§ **INPUT MATERIAL**:
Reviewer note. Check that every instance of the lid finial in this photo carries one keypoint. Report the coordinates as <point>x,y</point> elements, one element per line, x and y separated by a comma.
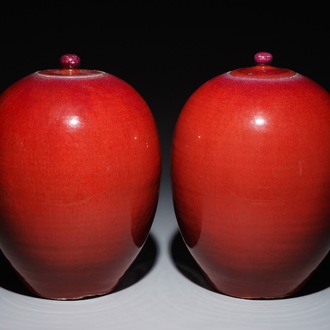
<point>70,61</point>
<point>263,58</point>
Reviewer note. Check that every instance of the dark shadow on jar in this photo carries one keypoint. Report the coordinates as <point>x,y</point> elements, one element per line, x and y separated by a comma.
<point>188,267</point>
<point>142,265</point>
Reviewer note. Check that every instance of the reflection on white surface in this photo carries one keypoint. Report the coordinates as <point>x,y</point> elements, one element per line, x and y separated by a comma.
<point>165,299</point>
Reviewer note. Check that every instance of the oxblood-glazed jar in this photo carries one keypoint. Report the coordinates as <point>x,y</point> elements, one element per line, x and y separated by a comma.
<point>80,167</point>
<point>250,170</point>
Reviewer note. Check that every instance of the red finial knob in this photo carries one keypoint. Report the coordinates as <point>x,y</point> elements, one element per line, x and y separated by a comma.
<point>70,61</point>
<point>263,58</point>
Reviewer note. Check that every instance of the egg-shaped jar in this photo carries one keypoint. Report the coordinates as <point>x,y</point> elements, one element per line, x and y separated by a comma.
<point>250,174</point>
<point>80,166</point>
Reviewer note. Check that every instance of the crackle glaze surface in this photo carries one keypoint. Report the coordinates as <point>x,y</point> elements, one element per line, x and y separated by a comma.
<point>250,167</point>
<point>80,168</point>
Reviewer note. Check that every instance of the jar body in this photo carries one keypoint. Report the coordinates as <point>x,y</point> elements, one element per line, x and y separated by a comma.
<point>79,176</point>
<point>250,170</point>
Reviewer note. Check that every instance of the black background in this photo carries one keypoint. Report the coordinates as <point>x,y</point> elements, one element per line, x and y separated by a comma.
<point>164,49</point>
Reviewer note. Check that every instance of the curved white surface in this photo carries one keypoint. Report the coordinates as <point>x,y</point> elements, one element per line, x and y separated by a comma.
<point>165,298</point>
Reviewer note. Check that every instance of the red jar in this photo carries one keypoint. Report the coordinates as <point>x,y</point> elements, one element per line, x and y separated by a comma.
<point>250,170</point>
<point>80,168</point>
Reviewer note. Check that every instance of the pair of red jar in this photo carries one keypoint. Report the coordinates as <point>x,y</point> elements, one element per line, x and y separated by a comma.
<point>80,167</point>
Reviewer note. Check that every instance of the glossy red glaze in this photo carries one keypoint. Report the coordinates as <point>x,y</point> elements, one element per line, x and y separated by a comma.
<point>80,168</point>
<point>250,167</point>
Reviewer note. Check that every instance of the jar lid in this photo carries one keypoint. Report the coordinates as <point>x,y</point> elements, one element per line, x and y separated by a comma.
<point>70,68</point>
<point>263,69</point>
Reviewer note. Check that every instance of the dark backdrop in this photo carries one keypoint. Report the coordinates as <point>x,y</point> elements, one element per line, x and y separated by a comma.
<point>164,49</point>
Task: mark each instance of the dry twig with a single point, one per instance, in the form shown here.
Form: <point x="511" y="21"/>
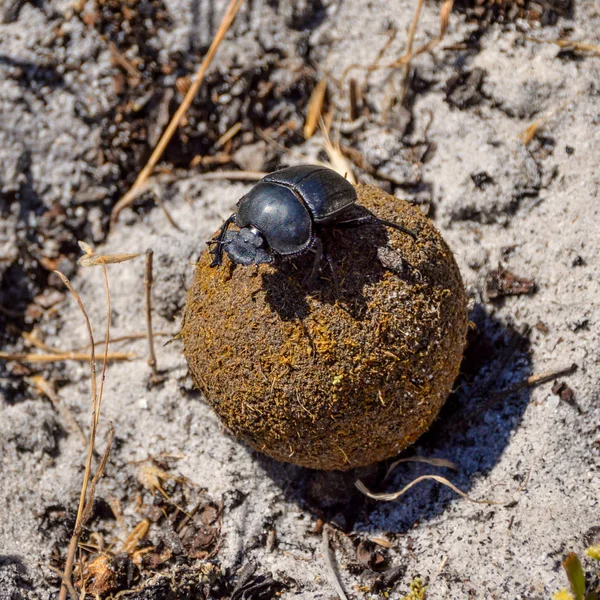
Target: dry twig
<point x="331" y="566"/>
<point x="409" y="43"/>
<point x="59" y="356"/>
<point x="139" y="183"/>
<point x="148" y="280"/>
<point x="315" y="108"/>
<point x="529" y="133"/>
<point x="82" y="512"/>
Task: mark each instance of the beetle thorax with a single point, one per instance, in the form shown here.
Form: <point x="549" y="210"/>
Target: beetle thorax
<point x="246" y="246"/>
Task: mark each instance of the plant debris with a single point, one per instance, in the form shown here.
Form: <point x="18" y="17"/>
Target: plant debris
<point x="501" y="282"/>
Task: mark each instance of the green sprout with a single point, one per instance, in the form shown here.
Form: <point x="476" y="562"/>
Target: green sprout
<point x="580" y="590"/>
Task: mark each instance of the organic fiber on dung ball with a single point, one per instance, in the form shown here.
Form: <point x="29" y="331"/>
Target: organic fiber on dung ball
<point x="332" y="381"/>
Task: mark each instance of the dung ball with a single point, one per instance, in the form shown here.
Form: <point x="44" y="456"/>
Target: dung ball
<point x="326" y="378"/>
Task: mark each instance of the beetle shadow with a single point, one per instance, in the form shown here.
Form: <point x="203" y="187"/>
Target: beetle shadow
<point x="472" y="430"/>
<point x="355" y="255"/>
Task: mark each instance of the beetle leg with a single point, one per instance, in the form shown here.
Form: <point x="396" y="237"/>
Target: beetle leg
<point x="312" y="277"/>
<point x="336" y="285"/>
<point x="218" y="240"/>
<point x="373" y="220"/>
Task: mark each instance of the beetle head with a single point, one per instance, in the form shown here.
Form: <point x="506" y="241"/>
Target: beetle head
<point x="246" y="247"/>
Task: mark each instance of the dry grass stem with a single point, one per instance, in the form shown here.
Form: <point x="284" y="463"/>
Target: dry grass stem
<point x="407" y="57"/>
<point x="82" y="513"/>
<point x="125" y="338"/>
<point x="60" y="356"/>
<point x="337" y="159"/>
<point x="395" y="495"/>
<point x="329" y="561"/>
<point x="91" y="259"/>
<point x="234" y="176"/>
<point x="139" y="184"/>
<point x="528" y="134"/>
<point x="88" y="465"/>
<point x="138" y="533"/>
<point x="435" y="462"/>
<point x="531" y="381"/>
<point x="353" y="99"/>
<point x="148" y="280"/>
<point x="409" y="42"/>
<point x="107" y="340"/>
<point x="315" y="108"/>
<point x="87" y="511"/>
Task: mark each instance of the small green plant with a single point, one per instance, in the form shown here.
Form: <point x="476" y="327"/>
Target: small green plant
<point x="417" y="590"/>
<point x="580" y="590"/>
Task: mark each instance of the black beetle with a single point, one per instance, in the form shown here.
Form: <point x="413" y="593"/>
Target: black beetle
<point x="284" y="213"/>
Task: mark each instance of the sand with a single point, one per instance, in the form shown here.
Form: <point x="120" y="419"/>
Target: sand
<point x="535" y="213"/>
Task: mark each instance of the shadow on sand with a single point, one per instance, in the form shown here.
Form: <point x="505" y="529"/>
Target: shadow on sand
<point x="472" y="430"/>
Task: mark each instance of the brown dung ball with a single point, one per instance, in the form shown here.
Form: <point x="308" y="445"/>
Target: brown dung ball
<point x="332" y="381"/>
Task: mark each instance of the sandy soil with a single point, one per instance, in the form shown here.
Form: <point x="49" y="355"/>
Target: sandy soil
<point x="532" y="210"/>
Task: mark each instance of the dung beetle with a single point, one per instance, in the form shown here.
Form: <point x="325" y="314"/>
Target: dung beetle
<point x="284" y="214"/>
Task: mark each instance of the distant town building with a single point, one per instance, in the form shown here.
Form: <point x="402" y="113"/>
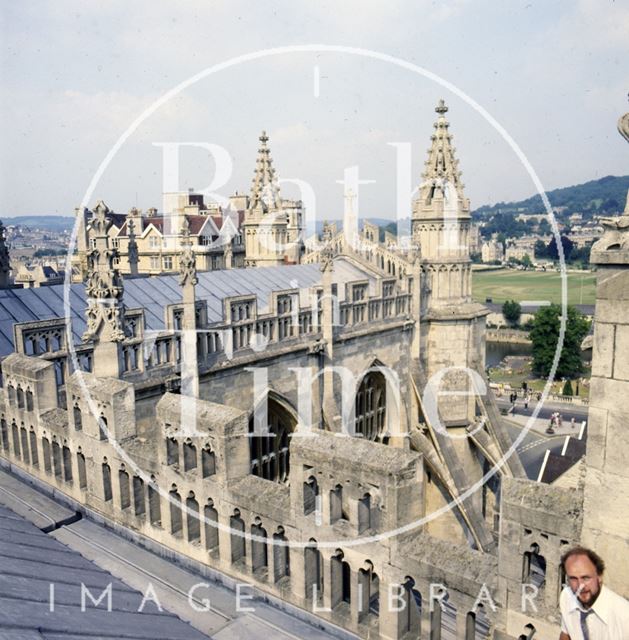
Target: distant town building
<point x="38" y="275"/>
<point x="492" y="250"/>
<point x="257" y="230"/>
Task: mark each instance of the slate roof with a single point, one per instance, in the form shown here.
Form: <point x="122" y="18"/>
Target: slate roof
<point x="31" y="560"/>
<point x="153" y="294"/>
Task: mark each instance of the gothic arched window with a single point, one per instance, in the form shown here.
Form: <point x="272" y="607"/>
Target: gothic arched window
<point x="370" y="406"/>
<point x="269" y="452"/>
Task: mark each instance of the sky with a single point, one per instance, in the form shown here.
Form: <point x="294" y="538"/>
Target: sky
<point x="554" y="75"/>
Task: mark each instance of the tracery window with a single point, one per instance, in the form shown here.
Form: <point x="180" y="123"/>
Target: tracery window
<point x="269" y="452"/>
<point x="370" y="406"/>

§ **OBJECTIVE**: Find the line that contains "Task: mark each instance of the gothic". Repeat it and every line after it, exactly as written, up to and including the last line of the records above.

§ **WORKED SOLUTION**:
Task: mark each instance of the gothic arched window with a single point, one per instance, in the form shown here.
Form: <point x="272" y="607"/>
Target: gothic arched window
<point x="370" y="406"/>
<point x="269" y="452"/>
Task: mark each instance of the sky with a single point, one per instance, in the form shown here.
Form: <point x="294" y="538"/>
Target: sky
<point x="554" y="75"/>
Task: mark each instance of the tracery window with a single point, one per instance, in the form shown here.
Form: <point x="180" y="123"/>
Target: tracery window
<point x="269" y="452"/>
<point x="370" y="406"/>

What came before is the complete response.